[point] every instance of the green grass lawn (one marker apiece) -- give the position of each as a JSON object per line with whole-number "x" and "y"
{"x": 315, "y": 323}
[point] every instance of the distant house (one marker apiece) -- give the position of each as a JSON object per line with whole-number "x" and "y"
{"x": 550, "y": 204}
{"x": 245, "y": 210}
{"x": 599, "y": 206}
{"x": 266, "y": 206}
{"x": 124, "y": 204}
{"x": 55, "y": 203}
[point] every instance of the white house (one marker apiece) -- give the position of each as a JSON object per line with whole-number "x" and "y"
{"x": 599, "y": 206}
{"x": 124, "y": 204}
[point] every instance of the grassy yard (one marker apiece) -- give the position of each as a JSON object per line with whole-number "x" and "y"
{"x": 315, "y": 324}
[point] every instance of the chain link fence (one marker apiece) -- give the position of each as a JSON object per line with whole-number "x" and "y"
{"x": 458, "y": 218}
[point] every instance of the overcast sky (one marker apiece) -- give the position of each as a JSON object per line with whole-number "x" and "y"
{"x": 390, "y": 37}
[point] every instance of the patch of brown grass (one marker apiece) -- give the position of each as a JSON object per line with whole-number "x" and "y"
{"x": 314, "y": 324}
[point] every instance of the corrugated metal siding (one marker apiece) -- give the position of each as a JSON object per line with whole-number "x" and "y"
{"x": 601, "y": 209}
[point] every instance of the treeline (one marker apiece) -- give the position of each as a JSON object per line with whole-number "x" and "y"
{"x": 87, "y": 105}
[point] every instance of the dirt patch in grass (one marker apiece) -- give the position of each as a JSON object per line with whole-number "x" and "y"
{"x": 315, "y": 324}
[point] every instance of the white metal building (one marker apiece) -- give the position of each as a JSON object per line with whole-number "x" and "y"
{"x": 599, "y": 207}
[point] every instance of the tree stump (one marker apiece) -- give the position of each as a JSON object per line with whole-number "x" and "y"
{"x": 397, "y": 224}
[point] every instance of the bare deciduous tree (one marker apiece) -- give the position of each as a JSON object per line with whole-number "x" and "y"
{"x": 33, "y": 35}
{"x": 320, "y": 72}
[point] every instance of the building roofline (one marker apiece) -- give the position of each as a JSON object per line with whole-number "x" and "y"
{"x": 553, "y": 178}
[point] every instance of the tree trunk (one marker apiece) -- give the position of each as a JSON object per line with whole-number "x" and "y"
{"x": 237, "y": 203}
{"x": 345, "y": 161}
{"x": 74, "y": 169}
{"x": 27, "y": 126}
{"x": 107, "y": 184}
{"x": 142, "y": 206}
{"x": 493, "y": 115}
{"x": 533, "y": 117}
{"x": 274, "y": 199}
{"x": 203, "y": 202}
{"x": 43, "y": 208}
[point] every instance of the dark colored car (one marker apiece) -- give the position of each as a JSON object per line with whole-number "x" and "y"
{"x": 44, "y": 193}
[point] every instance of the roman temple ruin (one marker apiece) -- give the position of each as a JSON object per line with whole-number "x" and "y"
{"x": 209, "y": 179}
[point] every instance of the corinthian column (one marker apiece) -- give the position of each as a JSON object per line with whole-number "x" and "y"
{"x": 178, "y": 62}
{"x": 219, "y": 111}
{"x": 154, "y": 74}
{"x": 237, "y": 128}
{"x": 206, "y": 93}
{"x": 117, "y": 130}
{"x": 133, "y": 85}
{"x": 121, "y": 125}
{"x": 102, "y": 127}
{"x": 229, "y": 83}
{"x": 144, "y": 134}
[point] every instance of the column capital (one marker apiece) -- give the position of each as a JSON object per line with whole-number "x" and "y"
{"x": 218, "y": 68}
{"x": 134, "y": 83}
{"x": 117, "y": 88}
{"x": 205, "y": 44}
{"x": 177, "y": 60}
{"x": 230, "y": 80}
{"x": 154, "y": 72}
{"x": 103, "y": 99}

Problem statement:
Reproduce the data verbatim, starting with the line that contains "[point] every instance of the dark" and continuing through the last line of the data, both ends included.

Reply:
[point] every instance of the dark colored car (one marker apiece) -- give the position of each as a JSON object per line with whole-number "x" and "y"
{"x": 44, "y": 193}
[point] every instance of the roman temple ruin (one marker apiece) -- give the position of each as a JSON object per line with whole-number "x" and "y"
{"x": 209, "y": 179}
[point] every instance of the corinthian column (one marker apiece) -- give the position of each as a JSON object per line with whole-number "x" and "y"
{"x": 178, "y": 62}
{"x": 219, "y": 111}
{"x": 154, "y": 74}
{"x": 237, "y": 128}
{"x": 206, "y": 93}
{"x": 117, "y": 130}
{"x": 133, "y": 85}
{"x": 121, "y": 125}
{"x": 102, "y": 127}
{"x": 229, "y": 83}
{"x": 144, "y": 134}
[point] every instance of the column capital (one marker apiece) -- give the position of each as a JSON object per line with whole-number "x" and "y"
{"x": 218, "y": 68}
{"x": 134, "y": 83}
{"x": 117, "y": 88}
{"x": 205, "y": 44}
{"x": 177, "y": 60}
{"x": 230, "y": 80}
{"x": 154, "y": 72}
{"x": 103, "y": 99}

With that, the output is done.